▸ TASK OBJECTIVE
All records need to be reproduced exactly. Keep every word as it is.

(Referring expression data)

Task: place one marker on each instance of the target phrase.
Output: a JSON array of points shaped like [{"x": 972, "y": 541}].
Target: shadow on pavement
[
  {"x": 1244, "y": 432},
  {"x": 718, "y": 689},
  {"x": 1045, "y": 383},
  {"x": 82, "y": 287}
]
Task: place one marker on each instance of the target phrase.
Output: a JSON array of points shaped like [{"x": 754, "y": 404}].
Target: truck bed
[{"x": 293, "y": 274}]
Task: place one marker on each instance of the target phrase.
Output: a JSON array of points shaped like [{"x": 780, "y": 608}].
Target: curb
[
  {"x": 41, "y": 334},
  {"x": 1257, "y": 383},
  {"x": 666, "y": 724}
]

▸ REPLY TO THE EXERCISE
Task: place one marker on each instance of the target phrase.
Output: a JSON array of points shaped like [{"x": 972, "y": 541}].
Target: shadow on pavement
[
  {"x": 1244, "y": 432},
  {"x": 718, "y": 689},
  {"x": 1045, "y": 383},
  {"x": 82, "y": 287}
]
Task: place one marker on each instance of the target phrase.
Output: a JSON array of points shaped like [{"x": 754, "y": 404}].
Target: truck bed
[{"x": 293, "y": 274}]
Task: place one marker on each instance of the target phrase.
Output: a JSON array of points shaped like [{"x": 780, "y": 608}].
Target: curb
[
  {"x": 41, "y": 334},
  {"x": 1257, "y": 383},
  {"x": 666, "y": 724}
]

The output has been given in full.